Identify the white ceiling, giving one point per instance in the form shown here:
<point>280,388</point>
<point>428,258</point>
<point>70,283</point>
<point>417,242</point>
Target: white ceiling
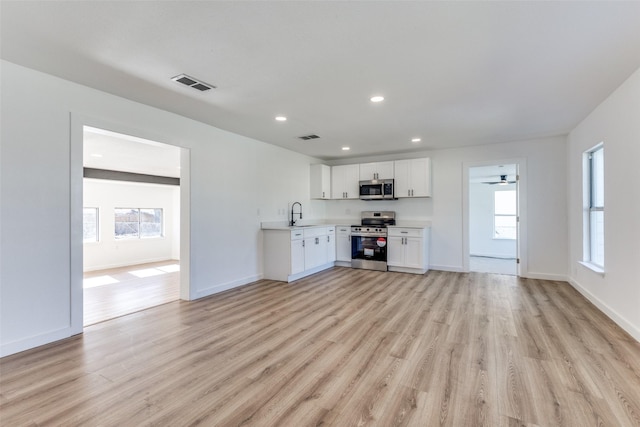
<point>113,151</point>
<point>453,73</point>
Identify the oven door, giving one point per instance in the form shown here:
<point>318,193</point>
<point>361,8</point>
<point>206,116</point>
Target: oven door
<point>369,248</point>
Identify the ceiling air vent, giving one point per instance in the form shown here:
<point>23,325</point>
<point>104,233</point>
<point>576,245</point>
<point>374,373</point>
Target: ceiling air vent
<point>191,82</point>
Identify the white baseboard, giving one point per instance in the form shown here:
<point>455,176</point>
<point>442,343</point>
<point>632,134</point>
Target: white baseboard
<point>128,263</point>
<point>452,268</point>
<point>7,349</point>
<point>611,313</point>
<point>226,286</point>
<point>499,256</point>
<point>545,276</point>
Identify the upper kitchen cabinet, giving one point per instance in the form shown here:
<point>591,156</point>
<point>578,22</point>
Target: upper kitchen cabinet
<point>413,178</point>
<point>320,182</point>
<point>345,182</point>
<point>378,170</point>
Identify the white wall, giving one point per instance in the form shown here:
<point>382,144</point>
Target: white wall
<point>106,196</point>
<point>545,158</point>
<point>235,183</point>
<point>616,122</point>
<point>481,218</point>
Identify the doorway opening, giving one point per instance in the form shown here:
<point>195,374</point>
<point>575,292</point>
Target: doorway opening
<point>131,224</point>
<point>493,219</point>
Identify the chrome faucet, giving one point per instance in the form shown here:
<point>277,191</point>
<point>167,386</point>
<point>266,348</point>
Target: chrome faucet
<point>293,222</point>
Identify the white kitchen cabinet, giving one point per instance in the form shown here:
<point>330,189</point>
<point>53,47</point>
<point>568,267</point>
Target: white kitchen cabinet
<point>412,178</point>
<point>331,244</point>
<point>297,256</point>
<point>293,253</point>
<point>320,179</point>
<point>343,245</point>
<point>408,250</point>
<point>315,247</point>
<point>378,170</point>
<point>345,182</point>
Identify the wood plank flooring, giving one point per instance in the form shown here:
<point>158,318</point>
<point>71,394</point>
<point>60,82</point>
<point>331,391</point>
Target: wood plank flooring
<point>129,289</point>
<point>341,348</point>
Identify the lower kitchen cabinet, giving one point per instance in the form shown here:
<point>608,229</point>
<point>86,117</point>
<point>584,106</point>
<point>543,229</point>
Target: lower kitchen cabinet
<point>408,250</point>
<point>343,245</point>
<point>293,253</point>
<point>331,244</point>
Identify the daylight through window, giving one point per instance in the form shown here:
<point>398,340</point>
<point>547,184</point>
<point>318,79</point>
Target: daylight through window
<point>136,223</point>
<point>505,209</point>
<point>594,250</point>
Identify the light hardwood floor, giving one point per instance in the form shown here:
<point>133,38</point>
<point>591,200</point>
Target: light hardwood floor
<point>341,348</point>
<point>129,289</point>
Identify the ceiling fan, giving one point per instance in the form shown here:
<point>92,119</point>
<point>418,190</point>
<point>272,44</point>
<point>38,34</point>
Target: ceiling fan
<point>503,181</point>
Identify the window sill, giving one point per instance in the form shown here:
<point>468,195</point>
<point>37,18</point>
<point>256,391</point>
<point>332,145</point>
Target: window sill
<point>593,267</point>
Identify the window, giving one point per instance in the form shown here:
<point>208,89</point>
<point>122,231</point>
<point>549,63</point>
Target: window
<point>138,223</point>
<point>594,193</point>
<point>505,219</point>
<point>89,225</point>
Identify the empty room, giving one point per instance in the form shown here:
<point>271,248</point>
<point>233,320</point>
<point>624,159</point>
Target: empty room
<point>380,213</point>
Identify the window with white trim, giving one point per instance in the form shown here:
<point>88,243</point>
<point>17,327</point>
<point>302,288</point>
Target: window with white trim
<point>594,212</point>
<point>138,223</point>
<point>504,218</point>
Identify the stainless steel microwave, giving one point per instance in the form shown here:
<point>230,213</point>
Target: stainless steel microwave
<point>377,189</point>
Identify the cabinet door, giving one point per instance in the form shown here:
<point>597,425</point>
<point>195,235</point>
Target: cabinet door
<point>315,252</point>
<point>378,170</point>
<point>297,256</point>
<point>395,251</point>
<point>337,182</point>
<point>401,182</point>
<point>343,244</point>
<point>413,252</point>
<point>352,181</point>
<point>420,177</point>
<point>331,247</point>
<point>385,170</point>
<point>368,171</point>
<point>320,180</point>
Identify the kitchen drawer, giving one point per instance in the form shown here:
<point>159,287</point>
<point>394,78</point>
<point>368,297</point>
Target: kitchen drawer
<point>297,235</point>
<point>344,230</point>
<point>405,232</point>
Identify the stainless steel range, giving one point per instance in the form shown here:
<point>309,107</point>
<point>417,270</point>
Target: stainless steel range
<point>369,240</point>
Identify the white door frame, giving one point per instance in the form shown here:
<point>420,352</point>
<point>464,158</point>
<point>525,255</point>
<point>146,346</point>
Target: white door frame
<point>78,122</point>
<point>521,186</point>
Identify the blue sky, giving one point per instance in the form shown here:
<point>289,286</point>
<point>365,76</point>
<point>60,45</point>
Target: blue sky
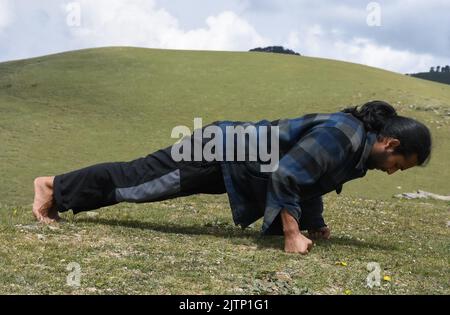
<point>403,36</point>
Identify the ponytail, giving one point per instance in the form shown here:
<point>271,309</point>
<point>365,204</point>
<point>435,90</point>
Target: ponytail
<point>374,115</point>
<point>382,118</point>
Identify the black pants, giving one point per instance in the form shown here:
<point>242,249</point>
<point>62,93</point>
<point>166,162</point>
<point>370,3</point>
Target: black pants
<point>156,177</point>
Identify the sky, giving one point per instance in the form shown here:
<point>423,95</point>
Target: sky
<point>404,36</point>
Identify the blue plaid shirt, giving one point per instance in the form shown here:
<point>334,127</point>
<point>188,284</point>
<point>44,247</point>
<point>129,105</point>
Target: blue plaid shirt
<point>318,154</point>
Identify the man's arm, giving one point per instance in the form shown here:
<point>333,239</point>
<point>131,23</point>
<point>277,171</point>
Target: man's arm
<point>294,241</point>
<point>320,151</point>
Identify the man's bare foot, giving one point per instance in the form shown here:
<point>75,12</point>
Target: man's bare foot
<point>43,206</point>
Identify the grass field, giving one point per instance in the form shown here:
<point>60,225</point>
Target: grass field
<point>66,111</point>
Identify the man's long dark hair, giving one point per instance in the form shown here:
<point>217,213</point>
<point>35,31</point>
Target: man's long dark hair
<point>381,118</point>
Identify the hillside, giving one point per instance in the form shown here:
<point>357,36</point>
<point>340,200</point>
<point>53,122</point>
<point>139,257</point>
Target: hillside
<point>70,110</point>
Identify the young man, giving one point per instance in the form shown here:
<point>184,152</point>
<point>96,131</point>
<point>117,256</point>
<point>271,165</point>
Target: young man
<point>317,154</point>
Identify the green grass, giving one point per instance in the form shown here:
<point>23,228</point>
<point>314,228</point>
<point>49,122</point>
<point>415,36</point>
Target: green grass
<point>190,246</point>
<point>66,111</point>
+++++
■ Your objective
Can you set out every line of the records above as a JSON list of strings, one string per line, with blank lines and the pictures left out?

■ Task answer
[
  "Identify the white ceiling, giving one point per instance in the form shown here:",
  "<point>280,388</point>",
  "<point>428,258</point>",
  "<point>70,283</point>",
  "<point>417,242</point>",
  "Target: white ceiling",
  "<point>113,151</point>",
  "<point>453,73</point>",
  "Identify the oven door, giving one point per instance in the form shown here:",
  "<point>318,193</point>",
  "<point>361,8</point>",
  "<point>206,116</point>",
  "Target: oven door",
  "<point>369,248</point>",
  "Identify the ceiling air vent, giving one point per instance in the form shown here:",
  "<point>23,325</point>",
  "<point>104,233</point>",
  "<point>576,245</point>",
  "<point>374,373</point>",
  "Target: ceiling air vent",
  "<point>191,82</point>",
  "Identify the white baseboard, giving one point per instance in the form shown here:",
  "<point>455,176</point>",
  "<point>442,343</point>",
  "<point>632,134</point>",
  "Target: white baseboard",
  "<point>128,263</point>",
  "<point>452,268</point>",
  "<point>7,349</point>",
  "<point>611,313</point>",
  "<point>226,286</point>",
  "<point>499,256</point>",
  "<point>545,276</point>",
  "Identify the upper kitchen cabinet, giving one point per instance in the form shown here:",
  "<point>591,156</point>",
  "<point>578,22</point>",
  "Target: upper kitchen cabinet",
  "<point>413,178</point>",
  "<point>320,182</point>",
  "<point>345,182</point>",
  "<point>378,170</point>",
  "Identify the white wall, giving one point per instance in the form shown here:",
  "<point>382,144</point>",
  "Target: white wall",
  "<point>106,196</point>",
  "<point>545,158</point>",
  "<point>235,183</point>",
  "<point>616,122</point>",
  "<point>481,218</point>",
  "Identify the doorway opening, giving one point per instance in the form shown here:",
  "<point>195,374</point>",
  "<point>575,292</point>",
  "Target: doorway opening",
  "<point>131,224</point>",
  "<point>493,219</point>",
  "Identify the chrome faucet, giving one point per instance in the form shown here:",
  "<point>277,191</point>",
  "<point>167,386</point>",
  "<point>266,348</point>",
  "Target: chrome faucet",
  "<point>293,222</point>",
  "Identify the white kitchen cabinet, giving one point per instance in the form shown here:",
  "<point>330,189</point>",
  "<point>53,47</point>",
  "<point>568,267</point>",
  "Target: white kitchen cabinet",
  "<point>412,178</point>",
  "<point>331,244</point>",
  "<point>297,256</point>",
  "<point>293,253</point>",
  "<point>320,179</point>",
  "<point>343,245</point>",
  "<point>408,250</point>",
  "<point>315,247</point>",
  "<point>378,170</point>",
  "<point>345,182</point>",
  "Identify the wood plank flooring, giving one point per instance in the form shown here:",
  "<point>158,318</point>",
  "<point>71,394</point>",
  "<point>60,82</point>",
  "<point>331,391</point>",
  "Target: wood plank flooring",
  "<point>129,289</point>",
  "<point>341,348</point>",
  "Identify the lower kitchen cabinet, giving one point per instance in the form shown here:",
  "<point>608,229</point>",
  "<point>86,117</point>",
  "<point>584,106</point>",
  "<point>543,229</point>",
  "Target: lower kitchen cabinet",
  "<point>408,250</point>",
  "<point>343,245</point>",
  "<point>293,253</point>",
  "<point>331,244</point>",
  "Identify the daylight through window, giving one point per instance in the form shown here:",
  "<point>398,340</point>",
  "<point>547,184</point>",
  "<point>318,79</point>",
  "Target: daylight through window",
  "<point>136,223</point>",
  "<point>505,209</point>",
  "<point>594,250</point>",
  "Identify the light hardwood floor, giving one point per instance in the form shown here:",
  "<point>133,38</point>",
  "<point>591,200</point>",
  "Target: light hardwood floor",
  "<point>341,348</point>",
  "<point>129,289</point>",
  "Identify the ceiling fan, giving one point per instance in the form shown here:",
  "<point>92,119</point>",
  "<point>418,190</point>",
  "<point>272,44</point>",
  "<point>38,34</point>",
  "Target: ceiling fan",
  "<point>503,181</point>",
  "Identify the window sill, giving one point per instance in the form shown here:",
  "<point>468,195</point>",
  "<point>37,18</point>",
  "<point>256,391</point>",
  "<point>332,145</point>",
  "Target: window sill",
  "<point>593,267</point>",
  "Identify the window, giving one point per instance in the form shown here:",
  "<point>208,89</point>",
  "<point>122,231</point>",
  "<point>549,63</point>",
  "Target: window",
  "<point>138,223</point>",
  "<point>594,193</point>",
  "<point>505,219</point>",
  "<point>89,225</point>",
  "Identify the empty room, giving one point per instance in the form shown here:",
  "<point>271,248</point>",
  "<point>233,320</point>",
  "<point>624,159</point>",
  "Target: empty room",
  "<point>380,213</point>",
  "Identify the window with white trim, giving one point per instance in the form shown here:",
  "<point>88,243</point>",
  "<point>17,327</point>",
  "<point>302,288</point>",
  "Target: window with white trim",
  "<point>594,212</point>",
  "<point>138,223</point>",
  "<point>504,218</point>",
  "Identify the stainless steel microwave, giving one point per instance in the form shown here:",
  "<point>230,213</point>",
  "Target: stainless steel microwave",
  "<point>377,189</point>",
  "Identify the cabinet door, giving one point per instance in the form shown here:",
  "<point>597,425</point>",
  "<point>195,235</point>",
  "Target: cabinet door",
  "<point>315,252</point>",
  "<point>378,170</point>",
  "<point>297,256</point>",
  "<point>395,251</point>",
  "<point>337,182</point>",
  "<point>401,182</point>",
  "<point>343,244</point>",
  "<point>413,252</point>",
  "<point>352,181</point>",
  "<point>420,177</point>",
  "<point>331,247</point>",
  "<point>385,170</point>",
  "<point>368,171</point>",
  "<point>320,180</point>",
  "Identify the kitchen drawer, giving one point per instance in the form shown here:",
  "<point>159,287</point>",
  "<point>394,78</point>",
  "<point>368,297</point>",
  "Target: kitchen drawer",
  "<point>297,235</point>",
  "<point>344,230</point>",
  "<point>405,232</point>",
  "Identify the stainless steel range, giving one point per instance in the form shown here:",
  "<point>309,107</point>",
  "<point>417,270</point>",
  "Target: stainless steel range",
  "<point>369,240</point>",
  "Identify the white door frame, giving one point per instance in the form shown here:",
  "<point>420,352</point>",
  "<point>464,158</point>",
  "<point>525,255</point>",
  "<point>146,346</point>",
  "Target: white door frame",
  "<point>78,122</point>",
  "<point>521,186</point>",
  "Identify the blue sky, giving one point per instance in the form shown here:",
  "<point>289,286</point>",
  "<point>365,76</point>",
  "<point>60,45</point>",
  "Target: blue sky",
  "<point>403,36</point>",
  "Identify the ponytail, giving one point per instance in the form shown here:",
  "<point>271,309</point>",
  "<point>365,204</point>",
  "<point>435,90</point>",
  "Target: ponytail",
  "<point>374,115</point>",
  "<point>382,118</point>",
  "Identify the black pants, giving one point per instance in the form shown here:",
  "<point>242,249</point>",
  "<point>62,93</point>",
  "<point>166,162</point>",
  "<point>370,3</point>",
  "Target: black pants",
  "<point>156,177</point>",
  "Identify the sky, giving one point per instance in the form shown here:",
  "<point>423,95</point>",
  "Target: sky",
  "<point>404,36</point>",
  "Identify the blue plaid shirt, giving one point per instance in the form shown here:",
  "<point>334,127</point>",
  "<point>188,284</point>",
  "<point>44,247</point>",
  "<point>129,105</point>",
  "Target: blue plaid shirt",
  "<point>318,154</point>",
  "Identify the man's arm, giving one point per instance in the form shown here:",
  "<point>333,239</point>",
  "<point>131,23</point>",
  "<point>277,171</point>",
  "Target: man's arm",
  "<point>294,241</point>",
  "<point>320,151</point>",
  "Identify the man's bare foot, giving one point per instance in the form shown here:",
  "<point>75,12</point>",
  "Target: man's bare foot",
  "<point>43,206</point>",
  "Identify the grass field, giving one point per instance in the form shown here:",
  "<point>60,225</point>",
  "Target: grass field",
  "<point>66,111</point>",
  "Identify the man's long dark hair, giving one point per instance in the form shown here:",
  "<point>217,213</point>",
  "<point>35,31</point>",
  "Target: man's long dark hair",
  "<point>381,118</point>",
  "Identify the hillside, giving one point per instance in the form shown here:",
  "<point>357,36</point>",
  "<point>340,200</point>",
  "<point>53,122</point>",
  "<point>139,257</point>",
  "Target: hillside",
  "<point>70,110</point>",
  "Identify the young man, giving one point per instance in the form shown here:",
  "<point>184,152</point>",
  "<point>96,131</point>",
  "<point>117,256</point>",
  "<point>271,165</point>",
  "Target: young man",
  "<point>317,154</point>",
  "Identify the green grass, giving one point per instance in the form shown here:",
  "<point>23,228</point>",
  "<point>314,228</point>",
  "<point>49,122</point>",
  "<point>415,36</point>",
  "Target: green grass",
  "<point>190,246</point>",
  "<point>66,111</point>"
]